■ What you need to do
1 > According to the court opinion on the Fosters' flood insurance appeal, on what date did the Fosters purchase their ocean-side residence in Nags Head, North Carolina?
2 > Extend the court opinion on the Fosters' flood insurance appeal, beginning after its final sentence.

─── Text to read

984 F.2d 128
Robert D. FOSTER; Ann Foster, Plaintiffs-Appellants,
v.
FEDERAL EMERGENCY MANAGEMENT AGENCY, Defendant-Appellee.
No. 92-1755.
United States Court of Appeals,
Fourth Circuit.
Argued Nov. 30, 1992.
Decided Jan. 21, 1993.
W. Mark Spence, Aycock, Spence & Butler, Nags Head, NC, argued for appellant.
Linda Kaye Teal, Asst. U.S. Atty., Raleigh, N.C., argued (Margaret Person Currin, U.S. Atty., Raleigh, NC and Lawrence R. Intravia, Federal Emergency Management Agency, Washington, D.C., on brief), for appellee.
Before RUSSELL and WILKINSON, Circuit Judges, and MORGAN, United States District Judge for the Eastern District of Virginia, sitting by designation.
OPINION
DONALD RUSSELL, Circuit Judge:
Ann and Robert Foster (the Fosters), plaintiffs, appeal from the district court's order granting summary judgment in favor of the defendant, the Federal Emergency Management Agency (FEMA). The district court granted summary judgment on the ground that the Fosters' flood insurance coverage did not satisfy the requirements set forth in the Upton-Jones Amendment (the amendment) to the National Flood Insurance Act, 42 U.S.C. § 4013(c). We agree with the district court that the Fosters failed to satisfy the amendment's requirements and accordingly affirm the grant of summary judgment for FEMA.
I.
On August 5, 1985, the Fosters purchased an ocean-side residence in Nags Head, North Carolina. On the date of purchase, the Fosters purchased a Standard Flood Insurance Policy (SFIP) from Omaha Property and Casualty. The policy was issued pursuant to the National Flood Insurance Act and was for a one-year term, expiring August 5, 1986.

──────
─── Supplied material

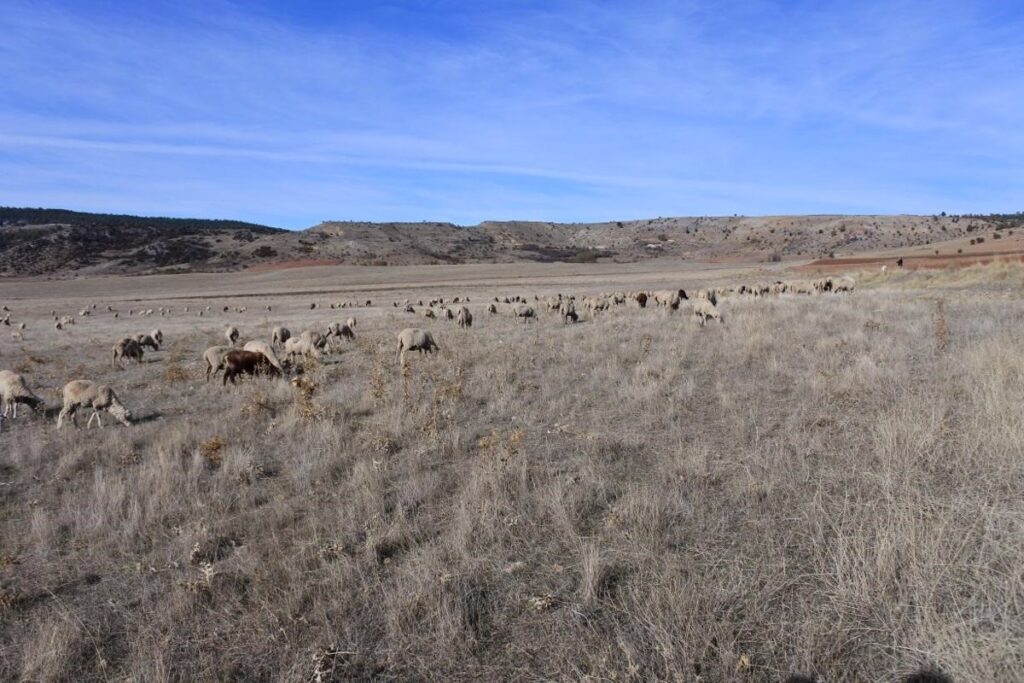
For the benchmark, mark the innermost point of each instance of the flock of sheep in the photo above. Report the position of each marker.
(260, 357)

──────

■ Outputs by task
1 > August 5, 1985.

2 >
On August 5, 1986, the Fosters renewed the policy for another year. On August 5, 1987, due to pending negotiations for sale of the residence, the Fosters allowed the insurance to lapse. When the sale fell through, the Fosters renewed the policy on September 16, 1987, making the policy effective through September 16, 1988. Once again, in 1988, when the policy was due to expire, the Fosters let the policy lapse because of pending negotiations. The Fosters again renewed the policy after the deal fell through, making the policy effective through September 28, 1989.
As a result of damages caused by high tides due to winter and spring storms, the town of Nags Head condemned the Fosters' residence in April of 1989. A representative of the Department of Natural Resources and Community Development, Division of Coastal Management for the State of North Carolina, issued a Certification of Imminent Collapse for Oceanfront Structures on August 18, 1989. The property was inspected on October 6, 1989 and torn down on October 31, 1989.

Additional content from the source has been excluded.